# RECORDS FOR THIS EXERCISE
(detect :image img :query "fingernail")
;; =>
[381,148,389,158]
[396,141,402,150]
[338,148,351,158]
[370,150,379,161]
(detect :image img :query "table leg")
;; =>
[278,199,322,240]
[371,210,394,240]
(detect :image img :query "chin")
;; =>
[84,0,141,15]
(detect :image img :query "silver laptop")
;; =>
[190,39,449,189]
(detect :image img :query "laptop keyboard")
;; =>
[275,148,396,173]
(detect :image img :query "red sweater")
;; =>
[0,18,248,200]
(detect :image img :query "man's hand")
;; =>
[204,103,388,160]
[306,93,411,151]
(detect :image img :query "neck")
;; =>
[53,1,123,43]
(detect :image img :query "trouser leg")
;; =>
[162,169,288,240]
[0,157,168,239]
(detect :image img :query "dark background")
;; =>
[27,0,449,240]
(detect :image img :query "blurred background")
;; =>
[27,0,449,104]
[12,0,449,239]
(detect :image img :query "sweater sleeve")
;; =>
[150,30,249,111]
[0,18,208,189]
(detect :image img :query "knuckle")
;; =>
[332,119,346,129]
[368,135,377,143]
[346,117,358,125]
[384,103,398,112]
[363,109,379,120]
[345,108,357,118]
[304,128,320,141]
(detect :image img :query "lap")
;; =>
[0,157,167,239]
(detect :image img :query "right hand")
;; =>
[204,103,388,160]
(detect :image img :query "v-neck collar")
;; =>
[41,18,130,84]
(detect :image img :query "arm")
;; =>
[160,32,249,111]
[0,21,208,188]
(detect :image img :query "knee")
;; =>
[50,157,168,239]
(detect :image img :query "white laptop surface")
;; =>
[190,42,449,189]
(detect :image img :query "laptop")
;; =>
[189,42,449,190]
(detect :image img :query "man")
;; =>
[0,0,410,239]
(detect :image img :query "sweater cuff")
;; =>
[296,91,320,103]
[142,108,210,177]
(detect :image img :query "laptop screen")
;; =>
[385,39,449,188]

# YOUR INSTRUCTIONS
Reproduce all of the records above, line for line, without changing anything.

# SOLUTION FOR THIS TASK
(detect :image img :query "fingernail")
;; =>
[381,148,389,158]
[396,141,402,150]
[338,148,351,158]
[370,150,379,161]
(detect :image img :query "table leg")
;; =>
[278,199,322,240]
[371,210,394,240]
(detect :image img :query "chin")
;; =>
[84,0,141,15]
(detect :image img :query "silver laptop")
;; =>
[190,39,449,189]
(detect :image img :query "laptop keyboard")
;; =>
[275,148,396,173]
(detect :image img :query "red sweater")
;; =>
[0,18,248,200]
(detect :image img :query "man's hand")
;; =>
[204,103,388,160]
[306,93,411,151]
(detect :image img :query "neck")
;; =>
[53,1,123,43]
(detect :image img :query "trouser leg")
;; =>
[162,169,288,240]
[0,157,168,239]
(detect :image img :query "dark background")
;; =>
[27,0,449,240]
(detect :image img :query "blurred background")
;; =>
[27,0,449,104]
[12,0,449,239]
(detect :image img :query "sweater sleeve")
;; =>
[150,30,249,111]
[0,18,208,189]
(detect :image img :query "knuckle")
;; =>
[332,119,346,129]
[368,135,377,143]
[346,117,358,125]
[384,103,398,112]
[363,109,379,120]
[345,108,357,118]
[304,128,320,141]
(detect :image img :query "lap")
;; =>
[0,157,167,239]
(detect :image img :query "right hand")
;; =>
[204,103,388,160]
(detect :image img :query "v-neck collar")
;; =>
[41,18,130,84]
(detect :image img :query "arm")
;; =>
[160,32,249,111]
[0,21,208,188]
(detect :image img :query "knee")
;; =>
[50,157,168,239]
(detect :image img :query "white laptop surface")
;; =>
[190,42,449,189]
(detect :image img :query "laptop")
;; =>
[189,42,449,190]
(detect :image img :query "man")
;; =>
[0,0,410,239]
(detect :image img :query "sweater cuff")
;; =>
[296,91,320,103]
[142,108,210,177]
(detect :image img :query "laptop screen")
;; =>
[385,39,449,188]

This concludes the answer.